▶ [What is expected]: Extract the entries in their exact form.

::::::

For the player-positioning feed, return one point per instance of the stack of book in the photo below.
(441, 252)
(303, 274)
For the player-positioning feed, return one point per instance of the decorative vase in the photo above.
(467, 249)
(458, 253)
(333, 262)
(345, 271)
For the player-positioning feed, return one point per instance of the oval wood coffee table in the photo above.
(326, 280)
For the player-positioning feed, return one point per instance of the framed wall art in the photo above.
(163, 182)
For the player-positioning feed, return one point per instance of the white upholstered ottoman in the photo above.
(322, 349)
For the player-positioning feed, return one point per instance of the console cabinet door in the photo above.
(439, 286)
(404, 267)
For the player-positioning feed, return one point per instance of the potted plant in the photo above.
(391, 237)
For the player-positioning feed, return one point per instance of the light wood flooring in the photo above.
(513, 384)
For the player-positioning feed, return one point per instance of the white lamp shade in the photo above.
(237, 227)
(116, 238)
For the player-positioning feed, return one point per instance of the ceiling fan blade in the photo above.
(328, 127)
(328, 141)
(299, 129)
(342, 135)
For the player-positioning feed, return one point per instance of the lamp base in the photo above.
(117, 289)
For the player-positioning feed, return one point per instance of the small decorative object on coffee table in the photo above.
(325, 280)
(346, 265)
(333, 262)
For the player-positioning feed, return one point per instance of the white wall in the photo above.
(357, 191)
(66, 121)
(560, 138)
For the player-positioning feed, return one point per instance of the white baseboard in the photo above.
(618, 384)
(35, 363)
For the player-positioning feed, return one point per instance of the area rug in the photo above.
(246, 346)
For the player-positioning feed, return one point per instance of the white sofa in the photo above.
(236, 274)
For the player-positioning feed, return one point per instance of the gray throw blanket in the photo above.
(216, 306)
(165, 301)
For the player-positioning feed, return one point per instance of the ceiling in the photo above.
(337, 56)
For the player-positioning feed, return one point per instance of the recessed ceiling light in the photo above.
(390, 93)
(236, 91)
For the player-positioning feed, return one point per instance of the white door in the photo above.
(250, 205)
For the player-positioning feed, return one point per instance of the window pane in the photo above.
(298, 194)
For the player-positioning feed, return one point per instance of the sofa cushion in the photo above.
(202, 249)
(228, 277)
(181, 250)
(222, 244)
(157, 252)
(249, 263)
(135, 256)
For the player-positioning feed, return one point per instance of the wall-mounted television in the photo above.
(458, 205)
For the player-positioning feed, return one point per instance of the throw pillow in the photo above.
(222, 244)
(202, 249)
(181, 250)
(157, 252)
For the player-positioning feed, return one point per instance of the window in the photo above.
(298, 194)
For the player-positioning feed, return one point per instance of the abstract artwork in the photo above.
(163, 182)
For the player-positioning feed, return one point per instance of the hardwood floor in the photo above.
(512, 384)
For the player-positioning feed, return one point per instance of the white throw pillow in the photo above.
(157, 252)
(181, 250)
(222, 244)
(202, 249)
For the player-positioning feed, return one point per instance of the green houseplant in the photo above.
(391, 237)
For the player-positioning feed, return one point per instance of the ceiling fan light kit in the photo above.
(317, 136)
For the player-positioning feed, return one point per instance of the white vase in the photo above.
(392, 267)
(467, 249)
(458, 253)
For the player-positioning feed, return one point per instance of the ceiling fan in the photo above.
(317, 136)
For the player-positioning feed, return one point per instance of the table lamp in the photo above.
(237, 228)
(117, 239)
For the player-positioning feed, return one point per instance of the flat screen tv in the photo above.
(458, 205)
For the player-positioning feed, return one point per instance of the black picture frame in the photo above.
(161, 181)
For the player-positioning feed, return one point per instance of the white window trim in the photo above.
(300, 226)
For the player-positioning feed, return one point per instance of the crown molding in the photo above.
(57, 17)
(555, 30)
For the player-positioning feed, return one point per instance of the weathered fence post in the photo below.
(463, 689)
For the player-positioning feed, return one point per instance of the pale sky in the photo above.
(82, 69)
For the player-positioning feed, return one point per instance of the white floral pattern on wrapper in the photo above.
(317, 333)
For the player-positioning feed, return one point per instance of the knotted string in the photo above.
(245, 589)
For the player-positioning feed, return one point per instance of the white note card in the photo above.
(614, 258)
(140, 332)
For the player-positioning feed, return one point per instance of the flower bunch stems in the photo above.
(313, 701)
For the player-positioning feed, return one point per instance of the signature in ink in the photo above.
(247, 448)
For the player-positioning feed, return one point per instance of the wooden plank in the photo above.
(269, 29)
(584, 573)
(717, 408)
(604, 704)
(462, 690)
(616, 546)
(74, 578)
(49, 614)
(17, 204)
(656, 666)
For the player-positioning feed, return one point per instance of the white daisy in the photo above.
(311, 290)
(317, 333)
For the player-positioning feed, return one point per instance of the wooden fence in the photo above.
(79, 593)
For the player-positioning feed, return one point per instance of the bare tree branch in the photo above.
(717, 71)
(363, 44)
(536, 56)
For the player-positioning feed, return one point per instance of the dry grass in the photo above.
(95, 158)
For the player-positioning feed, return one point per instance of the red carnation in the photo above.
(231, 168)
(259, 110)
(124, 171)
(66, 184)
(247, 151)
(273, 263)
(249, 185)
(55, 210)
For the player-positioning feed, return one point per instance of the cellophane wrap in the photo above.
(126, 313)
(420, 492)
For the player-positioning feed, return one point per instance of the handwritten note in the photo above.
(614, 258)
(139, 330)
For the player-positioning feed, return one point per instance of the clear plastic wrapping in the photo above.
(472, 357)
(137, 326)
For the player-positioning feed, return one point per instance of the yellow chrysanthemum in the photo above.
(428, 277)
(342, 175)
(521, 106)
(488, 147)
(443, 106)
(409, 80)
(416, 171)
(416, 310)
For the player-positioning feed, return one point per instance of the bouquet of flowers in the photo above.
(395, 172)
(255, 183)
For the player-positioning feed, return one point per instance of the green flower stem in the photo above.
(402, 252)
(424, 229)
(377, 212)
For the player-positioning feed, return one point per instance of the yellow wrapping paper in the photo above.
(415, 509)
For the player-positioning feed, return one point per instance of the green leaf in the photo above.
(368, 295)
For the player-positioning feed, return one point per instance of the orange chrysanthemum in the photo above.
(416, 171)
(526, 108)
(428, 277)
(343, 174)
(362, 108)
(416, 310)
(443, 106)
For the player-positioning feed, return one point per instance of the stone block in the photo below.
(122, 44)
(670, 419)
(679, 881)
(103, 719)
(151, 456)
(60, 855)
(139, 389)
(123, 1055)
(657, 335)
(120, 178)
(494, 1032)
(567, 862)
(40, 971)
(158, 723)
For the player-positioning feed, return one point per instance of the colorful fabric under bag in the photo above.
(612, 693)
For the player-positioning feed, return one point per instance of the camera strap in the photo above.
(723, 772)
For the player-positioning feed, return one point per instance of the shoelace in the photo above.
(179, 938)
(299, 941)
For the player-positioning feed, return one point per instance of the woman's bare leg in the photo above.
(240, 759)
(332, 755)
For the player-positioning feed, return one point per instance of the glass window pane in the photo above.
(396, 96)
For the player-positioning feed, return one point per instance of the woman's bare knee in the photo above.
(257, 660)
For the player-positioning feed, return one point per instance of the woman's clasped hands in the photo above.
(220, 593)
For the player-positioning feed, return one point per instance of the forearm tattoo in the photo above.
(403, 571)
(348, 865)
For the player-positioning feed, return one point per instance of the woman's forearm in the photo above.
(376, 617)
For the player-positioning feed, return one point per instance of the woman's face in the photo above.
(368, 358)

::::::

▶ [In response]:
For the player-positioning feed, return one point per instance of the stack of book in the photo below.
(441, 252)
(303, 274)
For the player-positioning feed, return one point per instance of the decorative vase in the photo above.
(467, 249)
(458, 253)
(333, 262)
(345, 271)
For the player-positioning feed, return one point per instance of the oval wood coffee table in the photo above.
(326, 280)
For the player-positioning feed, return one point per instance of the framed wall art in the photo above.
(163, 182)
For the player-positioning feed, return one point per instance of the white upholstered ottoman in the photo above.
(322, 349)
For the player-positioning feed, return one point per instance of the console cabinet door in the photo above.
(439, 286)
(404, 267)
For the player-positioning feed, return one point per instance of the potted plant in the photo above.
(391, 237)
For the player-positioning feed, return one point per instance of the light wood flooring in the photo above.
(513, 384)
For the player-positioning feed, return one point per instance of the white lamp shade in the photo above.
(237, 227)
(116, 238)
For the player-positioning feed, return one point per instance of the ceiling fan blade in the photo above.
(328, 127)
(328, 141)
(299, 129)
(342, 135)
For the player-positioning feed, return one point per instance of the lamp base in the photo above.
(117, 289)
For the player-positioning feed, return one point per instance of the small decorative object on coffee table in the photo above.
(325, 280)
(346, 265)
(333, 262)
For the player-positioning feed, return one point per instance of the white wall in the photo above.
(357, 191)
(66, 121)
(560, 138)
For the player-positioning feed, return one point per instance of the white baseboard in the photo above.
(618, 384)
(35, 363)
For the player-positioning feed, return one point per instance of the area rug in the photo above.
(246, 346)
For the player-positioning feed, return one point per instance of the white sofa in the photo above.
(236, 274)
For the player-positioning feed, return one point per instance of the gray throw blanket in the photo above.
(216, 306)
(165, 301)
For the player-positioning feed, return one point per instance of the ceiling in the photo above.
(337, 56)
For the player-positioning feed, return one point per instance of the recessed ceiling light in the photo above.
(390, 93)
(236, 91)
For the player-positioning feed, return one point per instance of the white door in the photo above.
(250, 205)
For the player-positioning feed, return one point per instance of the window pane in the photo above.
(298, 194)
For the player-positioning feed, return one point per instance of the sofa cushion in the photo above.
(202, 249)
(228, 277)
(181, 250)
(222, 244)
(157, 252)
(249, 263)
(135, 256)
For the player-positioning feed, return one point per instance of the wall-mounted television in the photo above.
(458, 205)
For the player-positioning feed, return one point per instance of the throw pillow in the photo above.
(222, 244)
(202, 249)
(181, 250)
(157, 252)
For the player-positioning feed, return one point per instance of the window in the photo above.
(298, 194)
For the player-positioning feed, return one point per instance of the abstract artwork in the photo above.
(163, 182)
For the player-positioning feed, return one point per instance of the hardwood floor in the photo above.
(512, 384)
For the player-positioning feed, return one point per instance of the white throw pillow in the photo above.
(157, 252)
(181, 250)
(222, 244)
(202, 249)
For the player-positioning feed, return one point per instance of the green houseplant in the photo above.
(391, 237)
For the player-positioning feed, return one point per instance of the ceiling fan light kit in the photo above.
(317, 136)
For the player-positioning feed, return one point per instance of the white vase in the photo above.
(392, 267)
(467, 249)
(458, 253)
For the player-positioning feed, return one point per instance of the ceiling fan in the photo above.
(317, 136)
For the player-positioning feed, return one point per instance of the table lamp in the photo above.
(237, 228)
(117, 239)
For the player-positioning feed, return one point per instance of the flat screen tv in the photo above.
(458, 205)
For the player-positioning feed, return one point per instance of the black picture frame in the photo above.
(161, 181)
For the player-positioning feed, return one point per instance of the white window trim in the photo above.
(300, 226)
For the player-positioning feed, return one point per instance of the crown molding in the photo above.
(57, 17)
(555, 30)
For the player-positioning feed, return one point per instance of the weathered fence post in the photo below.
(463, 689)
For the player-positioning feed, return one point per instance of the pale sky in the photo above.
(82, 69)
For the player-positioning feed, return one point per instance of the white floral pattern on wrapper in the photo above.
(317, 333)
For the player-positioning feed, return one point per instance of the knotted string in the photo above.
(245, 589)
For the player-positioning feed, return one point per instance of the white note card in the photo above.
(614, 258)
(140, 332)
For the player-positioning feed, return one point per instance of the flower bunch stems in the photo above.
(313, 701)
For the player-positioning feed, return one point per instance of the signature in ink in the photo above.
(247, 448)
For the player-positioning feed, return one point per instance of the wooden plank in the photo above.
(269, 29)
(584, 573)
(717, 408)
(604, 704)
(462, 690)
(616, 546)
(74, 578)
(49, 614)
(17, 204)
(656, 666)
For the player-positioning feed, return one point per instance of the white daisy in the photo above.
(311, 290)
(317, 333)
For the player-positioning feed, return one point per instance of the wooden fence in the photo above.
(79, 593)
For the player-positioning feed, return one point per instance of the bare tree branch in the photo above.
(717, 71)
(363, 44)
(536, 56)
For the player-positioning feed, return one point per instance of the dry grass in the photo above.
(95, 158)
For the player-positioning feed, return one point per instance of the red carnation in the photo above.
(231, 168)
(259, 110)
(124, 171)
(66, 184)
(247, 151)
(273, 263)
(249, 185)
(55, 210)
For the player-positioning feed, return one point per instance of the cellophane wrap in the photo above.
(126, 313)
(420, 492)
For the player-positioning feed, return one point per instance of the handwritten note in the photo above.
(614, 258)
(139, 330)
For the player-positioning feed, return one point per instance of the clear plastic wrapping in the photo above.
(472, 357)
(137, 326)
For the player-positioning feed, return one point per instance of the yellow chrysanthemum in the photo above.
(428, 277)
(342, 175)
(521, 106)
(488, 147)
(443, 106)
(409, 80)
(416, 171)
(416, 310)
For the player-positioning feed, return one point per instance of the bouquet of flowers in the photo above.
(395, 172)
(255, 183)
For the player-positioning feed, return one point per instance of the green flower stem in the photo above.
(402, 252)
(424, 229)
(377, 212)
For the player-positioning feed, return one point per instance of the yellow wrapping paper in the photo above.
(415, 509)
For the player-positioning feed, return one point per instance of the green leaf in the photo above.
(368, 295)
For the player-positioning feed, return one point per instance of the orange chrysanthemum in the photo above.
(416, 171)
(526, 108)
(428, 277)
(343, 174)
(362, 108)
(416, 310)
(443, 106)
For the player-positioning feed, return one point per instance of the stone block in the photo below.
(122, 44)
(670, 419)
(679, 881)
(103, 719)
(151, 456)
(60, 855)
(139, 389)
(123, 1055)
(657, 335)
(120, 178)
(494, 1032)
(567, 862)
(40, 971)
(158, 723)
For the player-positioning feed, return one point per instance of the colorful fabric under bag in the photo above.
(612, 693)
For the player-positioning feed, return one point per instance of the camera strap in the photo above.
(723, 772)
For the player-positioning feed, return one point per instance of the shoelace in the photo above.
(179, 938)
(299, 941)
For the player-positioning feed, return one point per instance of the woman's bare leg in the photo above.
(240, 759)
(332, 755)
For the player-positioning feed, return one point per instance of the glass window pane in the photo above.
(396, 96)
For the player-positioning feed, return one point per instance of the woman's bare knee in the photo above.
(257, 660)
For the player-positioning feed, return one point per instance of the woman's clasped hands in the photo above.
(220, 593)
For the player-positioning feed, return one point per instance of the forearm tattoo in the photo above.
(403, 571)
(348, 865)
For the player-positioning feed, return one point per instance of the woman's forearm in the photo above.
(376, 617)
For the player-positioning feed, return one point per instance of the woman's face in the photo above.
(368, 358)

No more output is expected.